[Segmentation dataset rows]
▽

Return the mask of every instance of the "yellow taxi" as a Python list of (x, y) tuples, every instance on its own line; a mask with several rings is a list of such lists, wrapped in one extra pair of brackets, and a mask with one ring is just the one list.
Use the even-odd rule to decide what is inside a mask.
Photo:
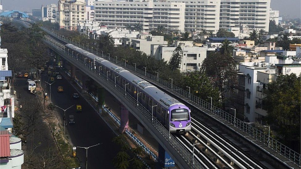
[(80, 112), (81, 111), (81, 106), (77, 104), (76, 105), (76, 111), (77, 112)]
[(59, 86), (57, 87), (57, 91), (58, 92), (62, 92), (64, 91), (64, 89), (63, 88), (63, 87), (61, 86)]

△

Prompt → Reproduce all of the rows above verbatim, line for line, omitting any pictures.

Written solution →
Return the mask of every instance of the "yellow taxi" as a Python list of (x, y) tuples, every instance on its own line; a mask with several rings is a list of such lists, wrapped in one extra pair of brackets, and a mask with one ring is just the one list.
Use the even-odd rule to decide what is inside a mask.
Photo:
[(80, 112), (81, 111), (81, 106), (77, 104), (76, 105), (76, 111), (77, 112)]
[(59, 86), (57, 87), (57, 91), (58, 92), (62, 92), (64, 91), (64, 89), (63, 88), (63, 87), (61, 86)]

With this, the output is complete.